## WHAT IS EXPECTED
Everything from the line containing "of the framed" to the close of the records below should be output exactly, line by line, with no other lines given.

=== Section Start ===

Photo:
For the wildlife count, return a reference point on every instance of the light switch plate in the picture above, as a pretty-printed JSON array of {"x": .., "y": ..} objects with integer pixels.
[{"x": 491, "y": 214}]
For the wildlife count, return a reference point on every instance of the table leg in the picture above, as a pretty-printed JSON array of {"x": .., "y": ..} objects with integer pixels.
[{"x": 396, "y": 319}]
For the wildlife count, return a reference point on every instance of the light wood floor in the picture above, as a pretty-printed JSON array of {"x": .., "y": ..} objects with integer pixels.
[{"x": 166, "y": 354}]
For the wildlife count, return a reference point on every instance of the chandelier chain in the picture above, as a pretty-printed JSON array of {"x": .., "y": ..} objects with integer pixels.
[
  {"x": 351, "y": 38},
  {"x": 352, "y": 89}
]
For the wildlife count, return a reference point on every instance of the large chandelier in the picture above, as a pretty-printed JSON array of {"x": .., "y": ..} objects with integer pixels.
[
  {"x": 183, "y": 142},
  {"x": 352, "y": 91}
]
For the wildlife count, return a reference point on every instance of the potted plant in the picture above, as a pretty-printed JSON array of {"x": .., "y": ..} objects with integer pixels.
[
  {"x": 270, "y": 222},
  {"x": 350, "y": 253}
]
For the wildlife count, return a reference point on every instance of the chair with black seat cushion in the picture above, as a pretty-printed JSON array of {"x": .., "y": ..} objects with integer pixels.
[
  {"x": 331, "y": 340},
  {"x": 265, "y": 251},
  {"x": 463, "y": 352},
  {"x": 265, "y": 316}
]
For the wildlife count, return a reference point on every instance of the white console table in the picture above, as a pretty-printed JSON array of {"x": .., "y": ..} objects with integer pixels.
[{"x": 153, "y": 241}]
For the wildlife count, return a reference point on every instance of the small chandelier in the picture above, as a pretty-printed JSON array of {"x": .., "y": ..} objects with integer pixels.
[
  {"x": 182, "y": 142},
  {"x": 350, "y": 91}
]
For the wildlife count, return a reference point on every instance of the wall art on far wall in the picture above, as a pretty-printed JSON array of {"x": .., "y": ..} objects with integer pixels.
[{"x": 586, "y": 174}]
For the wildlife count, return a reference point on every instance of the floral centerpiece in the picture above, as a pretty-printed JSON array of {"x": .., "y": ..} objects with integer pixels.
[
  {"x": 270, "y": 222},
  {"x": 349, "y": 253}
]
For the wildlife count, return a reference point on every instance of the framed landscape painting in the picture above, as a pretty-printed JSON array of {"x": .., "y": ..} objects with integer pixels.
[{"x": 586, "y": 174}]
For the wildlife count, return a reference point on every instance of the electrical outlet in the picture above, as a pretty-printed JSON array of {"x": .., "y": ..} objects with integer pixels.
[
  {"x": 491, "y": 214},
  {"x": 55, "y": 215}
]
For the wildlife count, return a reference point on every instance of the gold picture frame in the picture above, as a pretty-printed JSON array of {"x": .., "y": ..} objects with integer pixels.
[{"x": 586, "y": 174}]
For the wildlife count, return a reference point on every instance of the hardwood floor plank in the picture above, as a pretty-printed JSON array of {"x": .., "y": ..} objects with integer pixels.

=== Section End ===

## SOLUTION TO THIS PROBLEM
For the wildlife count, return a reference point on every instance of the framed landscape painting in the picture above, as a pretty-printed JSON array of {"x": .., "y": ..} objects with integer pixels.
[{"x": 586, "y": 174}]
For the wildlife count, return a reference point on every instance of the electrical outlet in the picture above, as a pretty-printed JSON array of {"x": .., "y": ..} objects with integer pixels.
[
  {"x": 491, "y": 214},
  {"x": 55, "y": 215}
]
For the wildlife count, return a reference point on every instance of the gold picture frame in the picture above, as a pretty-printed JSON array of {"x": .., "y": ..} objects with integer pixels.
[{"x": 586, "y": 174}]
For the wildlife count, return a reference point on every instance of the hardwood floor plank in the picture above, as a pretty-printed JSON array of {"x": .., "y": ..} objects with integer pixels.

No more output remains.